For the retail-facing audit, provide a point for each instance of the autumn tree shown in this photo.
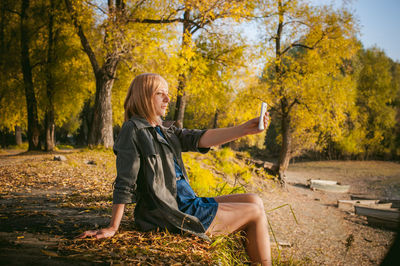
(194, 17)
(12, 95)
(305, 50)
(376, 97)
(31, 102)
(59, 80)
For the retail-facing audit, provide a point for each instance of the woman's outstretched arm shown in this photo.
(218, 136)
(116, 217)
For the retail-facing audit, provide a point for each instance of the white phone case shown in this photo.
(262, 113)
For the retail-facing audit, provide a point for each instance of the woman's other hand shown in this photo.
(251, 126)
(102, 233)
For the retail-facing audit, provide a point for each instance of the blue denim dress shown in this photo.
(204, 208)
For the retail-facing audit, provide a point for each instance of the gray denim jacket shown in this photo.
(146, 175)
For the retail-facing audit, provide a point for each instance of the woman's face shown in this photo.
(160, 101)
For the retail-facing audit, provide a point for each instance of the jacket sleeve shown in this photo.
(128, 165)
(189, 139)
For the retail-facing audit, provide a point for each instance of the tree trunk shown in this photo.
(33, 124)
(180, 102)
(49, 115)
(18, 135)
(50, 129)
(284, 157)
(215, 124)
(101, 132)
(181, 98)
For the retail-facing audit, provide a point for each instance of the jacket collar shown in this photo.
(141, 122)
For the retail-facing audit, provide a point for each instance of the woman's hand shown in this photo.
(251, 126)
(102, 233)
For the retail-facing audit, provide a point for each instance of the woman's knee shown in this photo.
(257, 211)
(254, 198)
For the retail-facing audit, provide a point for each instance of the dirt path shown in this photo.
(326, 235)
(40, 205)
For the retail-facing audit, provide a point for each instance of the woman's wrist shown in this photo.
(113, 227)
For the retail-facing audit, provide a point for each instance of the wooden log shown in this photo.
(329, 186)
(386, 217)
(348, 205)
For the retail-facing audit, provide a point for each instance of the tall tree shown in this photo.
(306, 45)
(101, 128)
(33, 122)
(50, 82)
(196, 16)
(376, 96)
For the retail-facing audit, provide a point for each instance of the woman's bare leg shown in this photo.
(249, 217)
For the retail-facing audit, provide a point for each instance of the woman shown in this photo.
(150, 172)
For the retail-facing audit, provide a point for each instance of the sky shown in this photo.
(380, 24)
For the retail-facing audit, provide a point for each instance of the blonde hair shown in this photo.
(139, 99)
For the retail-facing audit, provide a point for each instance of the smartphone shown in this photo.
(262, 114)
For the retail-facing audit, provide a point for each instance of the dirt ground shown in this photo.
(324, 234)
(32, 222)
○ ○ ○
**THE TASK**
Print the records verbatim, starting at the line that contains "smartphone shown in this photo." and ending at the final line of the records, with both of those lines included.

**OUTPUT OF THE TASK**
For the retail-facing audit, provide a point for each instance of the smartphone shown in this photo.
(262, 114)
For the retail-facing audit, provide a point for each instance of the dirt ground shown in this photo.
(324, 234)
(32, 222)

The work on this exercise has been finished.